**Text block**
===============

Rochester, N.Y. - Attorneys for a mother caused with intentionally starting the fire the killed her four children said it could be tied to burning incense, and tests by the arson squad prove it.
The statements were made in a court hearing to determine whether alleged admissions Bobbie Kugler made to police during 23 hours of recorded interviews should be allowed at her murder trial.
Rochester Police Investigator Jim May testified that on February 18, in the hours after the fire, he visited Kugler in the hospital. He said she made a stunning statement.
“She asked what we found out. She asked ‘Did I kill my kids? She began to break down and cry,” Investigator May testified.
That alleged statement sparked an intensive investigation. Police recorded Kugler on three separate occasions, sometimes secretly. They said eventually she confessed to intentionally starting the fire by lighting photos of her boyfriend on fire, then throwing them onto a dresser filled with debris.
A motive has never been given. Four of her children , Gage Reavey, Gregory Kugler, Kandee Kugler, and Kaiden Kugler died in the fire.
On Thursday, her attorneys made another revelation about burn tests conducted by arson investigators to try to start a similar fire using burning photographs.

===============

**Dataset excerpts**
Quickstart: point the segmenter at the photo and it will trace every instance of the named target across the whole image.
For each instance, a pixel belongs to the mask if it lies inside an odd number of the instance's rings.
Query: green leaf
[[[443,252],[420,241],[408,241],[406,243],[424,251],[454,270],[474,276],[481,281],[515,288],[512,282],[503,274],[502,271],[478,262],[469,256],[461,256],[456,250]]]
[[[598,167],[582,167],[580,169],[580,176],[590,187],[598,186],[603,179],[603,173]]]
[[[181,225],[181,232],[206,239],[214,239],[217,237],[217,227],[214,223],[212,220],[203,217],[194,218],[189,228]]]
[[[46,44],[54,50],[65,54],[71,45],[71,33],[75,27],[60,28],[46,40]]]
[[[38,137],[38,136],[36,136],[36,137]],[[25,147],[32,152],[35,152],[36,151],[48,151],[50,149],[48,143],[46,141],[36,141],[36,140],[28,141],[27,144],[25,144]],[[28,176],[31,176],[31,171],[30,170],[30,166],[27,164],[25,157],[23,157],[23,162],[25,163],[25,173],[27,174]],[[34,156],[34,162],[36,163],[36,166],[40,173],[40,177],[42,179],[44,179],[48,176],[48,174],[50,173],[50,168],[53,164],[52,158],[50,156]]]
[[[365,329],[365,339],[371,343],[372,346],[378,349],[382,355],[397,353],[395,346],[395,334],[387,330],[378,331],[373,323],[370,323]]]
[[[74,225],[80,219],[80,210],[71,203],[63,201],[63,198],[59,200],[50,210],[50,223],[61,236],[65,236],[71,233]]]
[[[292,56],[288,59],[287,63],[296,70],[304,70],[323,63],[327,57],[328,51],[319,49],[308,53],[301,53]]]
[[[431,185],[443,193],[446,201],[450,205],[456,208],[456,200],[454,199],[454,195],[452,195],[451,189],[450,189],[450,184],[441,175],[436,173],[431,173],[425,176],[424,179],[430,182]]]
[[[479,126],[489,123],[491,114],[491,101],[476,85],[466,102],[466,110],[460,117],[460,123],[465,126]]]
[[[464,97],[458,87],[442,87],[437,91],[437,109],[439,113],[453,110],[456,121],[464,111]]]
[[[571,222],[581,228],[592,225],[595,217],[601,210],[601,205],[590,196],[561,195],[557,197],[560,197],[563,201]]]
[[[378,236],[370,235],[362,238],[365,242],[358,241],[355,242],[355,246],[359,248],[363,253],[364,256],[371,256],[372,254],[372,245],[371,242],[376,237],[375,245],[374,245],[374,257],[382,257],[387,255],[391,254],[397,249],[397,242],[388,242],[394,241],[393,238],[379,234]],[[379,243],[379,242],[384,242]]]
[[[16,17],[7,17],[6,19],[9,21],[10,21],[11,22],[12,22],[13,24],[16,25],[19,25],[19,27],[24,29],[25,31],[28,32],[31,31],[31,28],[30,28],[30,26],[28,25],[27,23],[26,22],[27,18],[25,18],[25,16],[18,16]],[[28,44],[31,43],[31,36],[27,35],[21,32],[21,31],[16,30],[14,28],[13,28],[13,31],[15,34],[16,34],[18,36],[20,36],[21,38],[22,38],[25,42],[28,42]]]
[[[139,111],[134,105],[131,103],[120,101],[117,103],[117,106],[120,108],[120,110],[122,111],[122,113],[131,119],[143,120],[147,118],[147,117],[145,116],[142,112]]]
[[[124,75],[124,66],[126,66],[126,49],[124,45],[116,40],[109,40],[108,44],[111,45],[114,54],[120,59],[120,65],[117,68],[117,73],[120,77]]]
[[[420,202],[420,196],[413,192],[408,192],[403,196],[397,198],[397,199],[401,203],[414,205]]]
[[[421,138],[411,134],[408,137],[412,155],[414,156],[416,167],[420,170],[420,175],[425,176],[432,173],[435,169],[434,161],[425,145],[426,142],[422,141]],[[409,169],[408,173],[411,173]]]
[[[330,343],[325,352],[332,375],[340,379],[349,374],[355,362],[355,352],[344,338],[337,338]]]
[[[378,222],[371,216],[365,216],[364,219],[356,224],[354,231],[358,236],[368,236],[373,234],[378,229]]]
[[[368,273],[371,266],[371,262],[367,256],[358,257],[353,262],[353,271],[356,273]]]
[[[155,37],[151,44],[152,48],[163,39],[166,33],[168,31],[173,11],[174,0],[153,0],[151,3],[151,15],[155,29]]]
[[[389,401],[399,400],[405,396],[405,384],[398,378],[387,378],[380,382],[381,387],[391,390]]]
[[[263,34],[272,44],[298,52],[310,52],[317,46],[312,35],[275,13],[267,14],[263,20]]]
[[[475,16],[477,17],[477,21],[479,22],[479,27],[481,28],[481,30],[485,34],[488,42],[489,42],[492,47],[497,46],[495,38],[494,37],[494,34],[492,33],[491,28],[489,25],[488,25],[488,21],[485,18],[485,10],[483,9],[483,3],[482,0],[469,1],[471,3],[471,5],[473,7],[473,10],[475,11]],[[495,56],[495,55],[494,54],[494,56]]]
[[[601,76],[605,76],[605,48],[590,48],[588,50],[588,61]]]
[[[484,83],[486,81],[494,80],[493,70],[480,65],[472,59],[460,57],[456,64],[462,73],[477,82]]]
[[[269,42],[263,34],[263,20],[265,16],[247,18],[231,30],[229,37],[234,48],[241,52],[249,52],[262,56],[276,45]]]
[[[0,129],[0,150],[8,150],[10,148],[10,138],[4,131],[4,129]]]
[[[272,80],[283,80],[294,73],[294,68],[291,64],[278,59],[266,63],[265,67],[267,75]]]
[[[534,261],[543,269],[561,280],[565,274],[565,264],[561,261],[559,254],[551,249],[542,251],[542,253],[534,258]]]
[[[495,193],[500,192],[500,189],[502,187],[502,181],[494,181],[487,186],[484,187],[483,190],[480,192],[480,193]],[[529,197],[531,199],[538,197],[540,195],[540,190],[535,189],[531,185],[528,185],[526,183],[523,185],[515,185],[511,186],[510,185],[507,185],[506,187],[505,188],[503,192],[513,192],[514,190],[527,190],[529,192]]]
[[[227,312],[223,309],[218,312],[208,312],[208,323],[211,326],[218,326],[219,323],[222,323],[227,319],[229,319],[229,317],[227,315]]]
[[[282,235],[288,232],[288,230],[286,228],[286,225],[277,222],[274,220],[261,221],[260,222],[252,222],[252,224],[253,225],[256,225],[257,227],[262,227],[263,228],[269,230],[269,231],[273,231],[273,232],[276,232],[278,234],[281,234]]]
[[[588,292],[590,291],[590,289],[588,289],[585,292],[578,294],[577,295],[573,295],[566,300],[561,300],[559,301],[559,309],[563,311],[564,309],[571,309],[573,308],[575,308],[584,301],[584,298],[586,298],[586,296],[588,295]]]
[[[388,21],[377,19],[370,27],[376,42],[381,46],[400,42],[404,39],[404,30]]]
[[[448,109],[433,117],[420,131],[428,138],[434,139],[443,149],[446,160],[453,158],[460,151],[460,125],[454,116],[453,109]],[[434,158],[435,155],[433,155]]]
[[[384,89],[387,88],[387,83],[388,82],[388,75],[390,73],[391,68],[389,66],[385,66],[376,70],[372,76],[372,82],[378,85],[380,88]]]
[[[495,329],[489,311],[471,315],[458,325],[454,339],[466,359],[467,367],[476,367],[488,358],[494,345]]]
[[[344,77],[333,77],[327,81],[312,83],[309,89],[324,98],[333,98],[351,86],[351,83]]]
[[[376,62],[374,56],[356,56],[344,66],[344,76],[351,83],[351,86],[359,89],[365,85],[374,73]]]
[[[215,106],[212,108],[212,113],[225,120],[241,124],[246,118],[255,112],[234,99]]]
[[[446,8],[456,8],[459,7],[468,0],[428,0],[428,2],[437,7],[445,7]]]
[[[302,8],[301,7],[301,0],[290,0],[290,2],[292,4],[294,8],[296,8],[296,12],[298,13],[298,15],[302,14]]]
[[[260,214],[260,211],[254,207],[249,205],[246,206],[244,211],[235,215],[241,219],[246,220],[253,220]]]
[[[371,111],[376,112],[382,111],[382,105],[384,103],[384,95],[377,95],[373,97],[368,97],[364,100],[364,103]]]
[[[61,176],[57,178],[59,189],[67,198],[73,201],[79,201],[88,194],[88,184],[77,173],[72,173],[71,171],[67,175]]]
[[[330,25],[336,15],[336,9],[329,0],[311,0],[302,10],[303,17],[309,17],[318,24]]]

===============

**What you will do**
(1) According to the news report on the Rochester fire, on what date did Investigator Jim May visit Kugler in the hospital?
(2) Please quote the part of the news report on the Rochester fire that opens with the words containing "Rochester, N.Y. - Attorneys" and closes with "squad prove it.".

**Solutions below**
(1) February 18

(2)
Rochester, N.Y. - Attorneys for a mother caused with intentionally starting the fire the killed her four children said it could be tied to burning incense, and tests by the arson squad prove it.